- _DIRECTIONS FOR THIS TASK_: Output the line containing "Query: cobblestone pavement", then every remaining line of the entries below, exactly as written and with no other text.

Point localization data
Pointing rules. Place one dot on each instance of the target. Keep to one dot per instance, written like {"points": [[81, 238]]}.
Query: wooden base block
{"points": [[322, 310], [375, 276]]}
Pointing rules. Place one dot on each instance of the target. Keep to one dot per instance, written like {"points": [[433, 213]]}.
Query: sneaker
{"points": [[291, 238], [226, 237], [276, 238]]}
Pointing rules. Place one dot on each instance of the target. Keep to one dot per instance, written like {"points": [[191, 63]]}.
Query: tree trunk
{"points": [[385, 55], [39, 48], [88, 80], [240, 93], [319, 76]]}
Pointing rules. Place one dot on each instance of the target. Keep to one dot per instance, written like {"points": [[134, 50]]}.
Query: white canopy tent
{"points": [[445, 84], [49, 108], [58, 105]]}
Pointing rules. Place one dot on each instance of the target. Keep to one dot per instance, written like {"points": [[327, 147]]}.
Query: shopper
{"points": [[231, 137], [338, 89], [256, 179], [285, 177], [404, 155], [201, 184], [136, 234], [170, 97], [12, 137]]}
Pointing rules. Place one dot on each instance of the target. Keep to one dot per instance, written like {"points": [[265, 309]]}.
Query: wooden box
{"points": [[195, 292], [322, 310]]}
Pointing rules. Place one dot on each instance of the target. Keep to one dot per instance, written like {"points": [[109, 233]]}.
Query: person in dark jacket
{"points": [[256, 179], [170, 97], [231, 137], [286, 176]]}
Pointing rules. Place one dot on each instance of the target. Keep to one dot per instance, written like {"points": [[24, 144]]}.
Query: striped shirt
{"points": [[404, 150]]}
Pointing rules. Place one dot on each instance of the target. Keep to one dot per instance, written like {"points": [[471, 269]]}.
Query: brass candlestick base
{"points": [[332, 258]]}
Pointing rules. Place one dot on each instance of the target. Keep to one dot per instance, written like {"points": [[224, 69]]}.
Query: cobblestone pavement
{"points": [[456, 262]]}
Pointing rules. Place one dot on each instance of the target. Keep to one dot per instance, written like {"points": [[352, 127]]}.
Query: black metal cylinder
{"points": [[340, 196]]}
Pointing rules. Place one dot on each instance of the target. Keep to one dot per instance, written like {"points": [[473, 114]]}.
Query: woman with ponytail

- _COMPLETED EXERCISE_:
Query: cobblestone pavement
{"points": [[456, 262]]}
Pointing rules. Place one dot on each instance of the target. Keep to one dot per instance, written like {"points": [[352, 127]]}.
Query: black metal cylinder
{"points": [[340, 196]]}
Pointing rules. Place one dot on each instance of the target. Keep to one dot per instance, written like {"points": [[473, 114]]}.
Query: woman with ponytail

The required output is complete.